Word for word, restate the records that appear below.

==== Study material

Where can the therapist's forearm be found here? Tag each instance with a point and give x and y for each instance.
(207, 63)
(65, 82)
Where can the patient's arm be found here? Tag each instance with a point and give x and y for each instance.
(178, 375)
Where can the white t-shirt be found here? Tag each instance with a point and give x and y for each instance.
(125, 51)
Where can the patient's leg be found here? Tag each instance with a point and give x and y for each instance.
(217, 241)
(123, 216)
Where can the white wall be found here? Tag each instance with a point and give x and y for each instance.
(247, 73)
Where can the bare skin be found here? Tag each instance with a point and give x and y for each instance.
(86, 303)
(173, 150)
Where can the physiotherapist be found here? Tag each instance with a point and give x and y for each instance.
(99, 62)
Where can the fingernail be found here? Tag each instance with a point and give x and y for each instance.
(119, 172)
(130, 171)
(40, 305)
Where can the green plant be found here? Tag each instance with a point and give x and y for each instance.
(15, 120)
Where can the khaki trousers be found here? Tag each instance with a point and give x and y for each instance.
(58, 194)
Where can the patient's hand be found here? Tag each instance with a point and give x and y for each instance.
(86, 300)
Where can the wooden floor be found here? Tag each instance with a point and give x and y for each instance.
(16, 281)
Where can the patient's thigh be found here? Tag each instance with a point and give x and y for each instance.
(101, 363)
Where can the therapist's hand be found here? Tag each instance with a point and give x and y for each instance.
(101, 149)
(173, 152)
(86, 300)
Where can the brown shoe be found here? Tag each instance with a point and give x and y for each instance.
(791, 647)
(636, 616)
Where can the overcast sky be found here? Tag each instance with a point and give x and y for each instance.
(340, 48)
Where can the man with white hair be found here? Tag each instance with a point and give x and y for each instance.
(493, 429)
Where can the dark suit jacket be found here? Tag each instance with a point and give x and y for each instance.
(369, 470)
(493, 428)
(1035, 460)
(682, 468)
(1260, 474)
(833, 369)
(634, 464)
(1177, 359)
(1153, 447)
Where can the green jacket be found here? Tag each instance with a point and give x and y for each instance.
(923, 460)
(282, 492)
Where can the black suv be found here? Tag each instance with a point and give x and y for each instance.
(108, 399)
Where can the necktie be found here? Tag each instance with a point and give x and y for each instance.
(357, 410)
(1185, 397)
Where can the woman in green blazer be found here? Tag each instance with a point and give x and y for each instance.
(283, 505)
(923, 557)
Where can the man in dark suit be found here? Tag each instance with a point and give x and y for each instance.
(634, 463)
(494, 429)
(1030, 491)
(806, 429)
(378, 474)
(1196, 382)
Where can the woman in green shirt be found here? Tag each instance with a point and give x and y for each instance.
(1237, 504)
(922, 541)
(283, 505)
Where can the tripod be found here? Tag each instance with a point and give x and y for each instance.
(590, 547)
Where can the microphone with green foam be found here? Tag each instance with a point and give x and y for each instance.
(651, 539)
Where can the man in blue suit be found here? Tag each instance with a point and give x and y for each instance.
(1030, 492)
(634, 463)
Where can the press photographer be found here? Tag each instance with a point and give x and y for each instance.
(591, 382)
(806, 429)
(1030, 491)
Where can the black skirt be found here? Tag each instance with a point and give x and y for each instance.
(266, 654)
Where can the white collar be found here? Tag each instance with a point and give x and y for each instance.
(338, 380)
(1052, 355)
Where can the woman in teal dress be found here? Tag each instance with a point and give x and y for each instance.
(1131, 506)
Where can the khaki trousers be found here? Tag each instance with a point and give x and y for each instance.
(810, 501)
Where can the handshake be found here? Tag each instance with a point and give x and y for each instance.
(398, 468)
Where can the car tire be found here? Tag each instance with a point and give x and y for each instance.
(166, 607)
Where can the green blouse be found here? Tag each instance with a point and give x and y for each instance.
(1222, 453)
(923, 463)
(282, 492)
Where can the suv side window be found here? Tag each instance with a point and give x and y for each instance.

========

— Result for this task —
Where can the therapist's forearm be found here? Tag each instance with a point and give x and y for each instance.
(207, 63)
(65, 82)
Where can the patient's arm be found here? Tag each instance with a point and give x and y for each instance.
(178, 375)
Where can the white t-shirt be found here? Tag each instance with a point and give x and y for each instance.
(125, 51)
Where can the patient's leg be found here? Tag each instance with a point and give x and y for each instance.
(217, 241)
(123, 216)
Where can the white wall be found here? Tag each instance with a point and give x and y for each instance.
(247, 73)
Where can the bare skin be found here? Tag each instance with a point and give x and y for each instance.
(86, 303)
(173, 150)
Where can the physiotherapist be found here? Tag each instance with a point and give x and y for each instance.
(99, 62)
Where can the fingernail be found here? Tag each instance with a point and give x and y for each instance.
(119, 172)
(130, 171)
(40, 305)
Where can the green plant be found here? Tag each instance with a point and give x and y for each instance.
(15, 120)
Where can the khaki trousers be found here? Tag each instance with a point and give x and y for each instance.
(58, 194)
Where can the patient's hand be found here? Tag each instance with a point and give x and y for each instance.
(86, 300)
Where can the wooden floor be found here? Tag each instance with a point and give x and y for each instance.
(16, 281)
Where can the patient's thigh be found here? Tag each instance with a point and give x and y for each instance.
(101, 363)
Where can the therapist's hand be found here? Tag each instance with a point and give x and y for each instance.
(101, 149)
(173, 152)
(86, 300)
Where can the brown shoe be found here? Tag each instance with a point and give x and y for each instance.
(791, 647)
(636, 616)
Where can the overcast sky be found here? Tag each instance with a point and give x and y for each instance.
(340, 48)
Where can the man with white hair be found here? Tag each instance with a point and give x and y for each instance.
(493, 429)
Where can the dark suit jacket be found here? Tag each instance with a point and give x and y for each instance.
(369, 470)
(493, 428)
(1035, 460)
(682, 468)
(1260, 474)
(833, 369)
(634, 464)
(1177, 359)
(1153, 447)
Where can the green jacket be found here? Tag each instance with a point and give x and y for each instance.
(923, 460)
(282, 492)
Where can the black suv be found here? Tag each instance with a point and give x and y for each instance.
(108, 399)
Where can the necktie be found here? Tag each instance with a point and give x and y for each instance.
(357, 410)
(1185, 397)
Where can the woman in green blazer be found here? Tag each instance with a point and give x and y for each instance.
(283, 505)
(923, 557)
Where can the man in dark suit be found here? Tag each instance with a point and give x and y for each instance.
(634, 463)
(494, 429)
(1030, 491)
(806, 429)
(378, 474)
(1196, 382)
Where can the woman in green shirt be found here? Tag each instance with a point and give x and y for each instance.
(1237, 504)
(922, 541)
(283, 505)
Where can the tripod be found here? Tag each instance with a point and give x and y for each instance.
(590, 547)
Where can the microphone with green foam be found here? Tag each instance with a point and give x and y for each instance.
(651, 539)
Where can the man in blue suit be found here? Tag each instance with a point and give x and y for each instance.
(1030, 492)
(634, 463)
Where can the press photographer be found here? Tag each instance with a point and give x and y for each instance.
(591, 382)
(806, 429)
(1030, 491)
Where can the black skirt be found here? Tag each instance with a point and give x and y for each instance.
(266, 654)
Where can the white collar be found here? Tag each instance with a point and give x and y for each instance.
(338, 380)
(1052, 355)
Where can the woman in teal dress be found here? Tag each instance with a point and give x and y for each instance.
(1131, 506)
Where can the khaki trousers be found here? Tag each instance with a point and give x and y for each instance.
(810, 501)
Where can the handshake be found here? Tag each instance with a point and give x and y for each instance.
(398, 468)
Where can the car tire be found here? Tag each instance with a point and give x and y for each instance.
(166, 607)
Where can the green blouse be found here? Tag each instance with a point and give x and y for each instance.
(1222, 453)
(923, 463)
(282, 492)
Where can the suv side window be found here? Tag each instance with a point and give x and y for each instance.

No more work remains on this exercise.